Before you return the lines below, strip out any images and keep every word as written.

· · · ·

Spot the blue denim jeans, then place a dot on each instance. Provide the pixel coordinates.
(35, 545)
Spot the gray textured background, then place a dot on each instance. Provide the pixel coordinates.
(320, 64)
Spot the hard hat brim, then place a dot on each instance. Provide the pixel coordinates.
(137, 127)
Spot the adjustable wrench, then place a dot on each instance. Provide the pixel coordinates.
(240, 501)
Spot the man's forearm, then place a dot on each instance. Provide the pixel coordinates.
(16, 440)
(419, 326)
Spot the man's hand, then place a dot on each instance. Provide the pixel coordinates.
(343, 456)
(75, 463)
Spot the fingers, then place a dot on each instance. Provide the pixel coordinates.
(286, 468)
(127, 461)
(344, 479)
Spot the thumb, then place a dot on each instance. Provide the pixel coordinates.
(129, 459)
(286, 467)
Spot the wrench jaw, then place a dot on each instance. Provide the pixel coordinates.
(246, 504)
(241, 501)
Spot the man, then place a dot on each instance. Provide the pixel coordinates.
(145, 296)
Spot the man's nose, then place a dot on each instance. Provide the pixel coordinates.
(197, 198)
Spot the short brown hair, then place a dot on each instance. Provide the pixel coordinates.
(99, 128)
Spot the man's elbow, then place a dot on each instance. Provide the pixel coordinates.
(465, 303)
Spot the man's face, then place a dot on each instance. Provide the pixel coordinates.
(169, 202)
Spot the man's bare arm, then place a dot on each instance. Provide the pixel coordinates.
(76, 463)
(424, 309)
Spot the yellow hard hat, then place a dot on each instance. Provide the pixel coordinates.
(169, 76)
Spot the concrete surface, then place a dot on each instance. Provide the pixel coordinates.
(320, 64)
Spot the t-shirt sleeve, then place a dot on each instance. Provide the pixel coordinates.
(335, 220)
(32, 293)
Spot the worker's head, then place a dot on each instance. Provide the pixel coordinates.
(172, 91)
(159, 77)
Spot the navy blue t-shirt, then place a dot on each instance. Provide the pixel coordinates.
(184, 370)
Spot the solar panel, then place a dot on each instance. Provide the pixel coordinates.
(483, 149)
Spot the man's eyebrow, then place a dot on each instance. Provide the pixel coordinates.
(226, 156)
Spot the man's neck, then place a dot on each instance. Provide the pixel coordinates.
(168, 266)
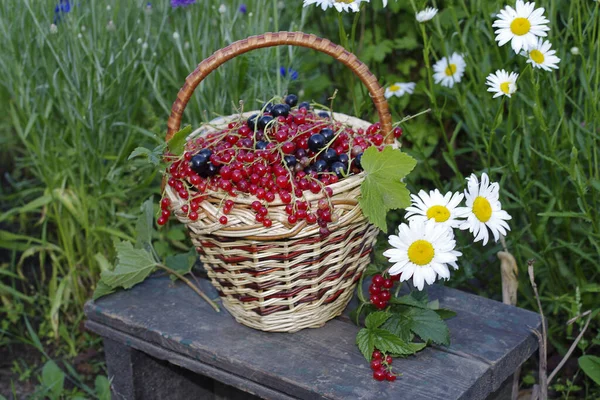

· · · ·

#### Answer
Spot the blue denim jeans, then place a dot on each instance. Provide the pixel coordinates.
(35, 545)
Spot the gray textured background, then place a dot on each instance. Provide the pixel coordinates.
(320, 64)
Spot the hard hat brim, then place a dot on each instance. Provide the pixel coordinates.
(137, 127)
Spot the adjustable wrench, then place a dot on each instance. Provide the pixel coordinates.
(240, 501)
Spot the man's forearm, then place a dot on each instance. Provide the pixel coordinates.
(16, 440)
(419, 326)
Spot the man's hand, then place a dot on each instance. Provide the pixel coordinates.
(343, 456)
(75, 463)
Spot the fingers, then place a dot on each instance. Provide the pixel coordinates.
(286, 468)
(127, 461)
(344, 479)
Spot the thumb, then place a dot on each instance. Provide the pixel coordinates.
(129, 459)
(286, 467)
Spot the wrench jaw, then place a dot on each instance. Provide the pixel coordinates.
(246, 504)
(241, 501)
Spot the man, then place a dot on each instance. Provide the pixel coordinates.
(145, 296)
Spot the man's nose, then place a dot on each instance. Provide the pixel coordinates.
(197, 198)
Spot the short brown hair, then place a dot on each instance. Provide the pixel coordinates.
(99, 128)
Spot the man's elbow, then place a dot on each instance. Provide the pixel coordinates.
(465, 303)
Spot the man's face, then place a dot on each instance. Provide the pixel coordinates.
(169, 202)
Spot the man's bare arm, then place a dot on each instance. Provide the pixel coordinates.
(76, 463)
(424, 309)
Spot the yellow hard hat, then place a dot on each instance. Provide the pixel coordinates.
(169, 76)
Spot the concrete surface, then place a dot on each instance. Provide the pixel coordinates.
(320, 64)
Spot the t-shirt sleeve, then place a dot on each instance. Provide the pixel coordinates.
(335, 220)
(32, 293)
Spot the worker's head, then place a dot on each instance. Provide the pixel coordinates.
(172, 91)
(159, 77)
Spot the navy blue t-shirt, then place a dot on each instance. Provide the pixel coordinates.
(184, 370)
Spot the solar panel, then place a dot on each instance. Provide the pixel coordinates.
(483, 149)
Spot the man's eyebrow, then place a dot on each instance. Provide the pixel coordinates.
(226, 156)
Spot the man's neck, then place a dot on each instance. Provide the pixel coordinates.
(168, 266)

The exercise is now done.